AIM —
Pull out every line of the records below that contains the word "tally", and copy each one in full.

TASK DATA —

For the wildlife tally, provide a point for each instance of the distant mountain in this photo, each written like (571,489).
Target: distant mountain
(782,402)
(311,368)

--

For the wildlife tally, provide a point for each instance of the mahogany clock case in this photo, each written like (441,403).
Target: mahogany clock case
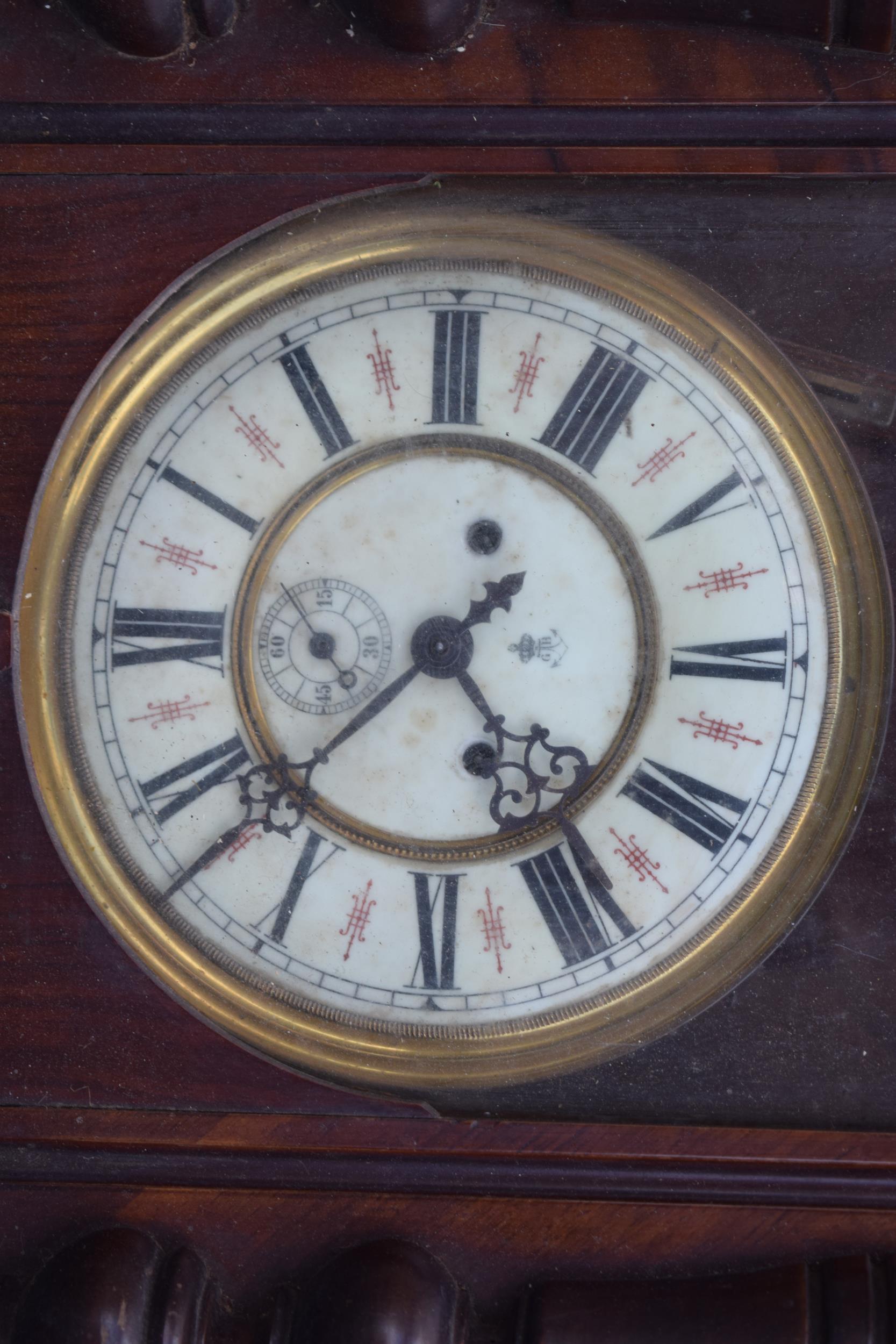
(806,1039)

EXERCISE ANSWER —
For the wildlife tally, provide a point for each instance of the distant mountain in this photo, each written like (571,489).
For the wildlife tally, provide a point for each instance of the mahogany clock case in this photo, each written like (441,403).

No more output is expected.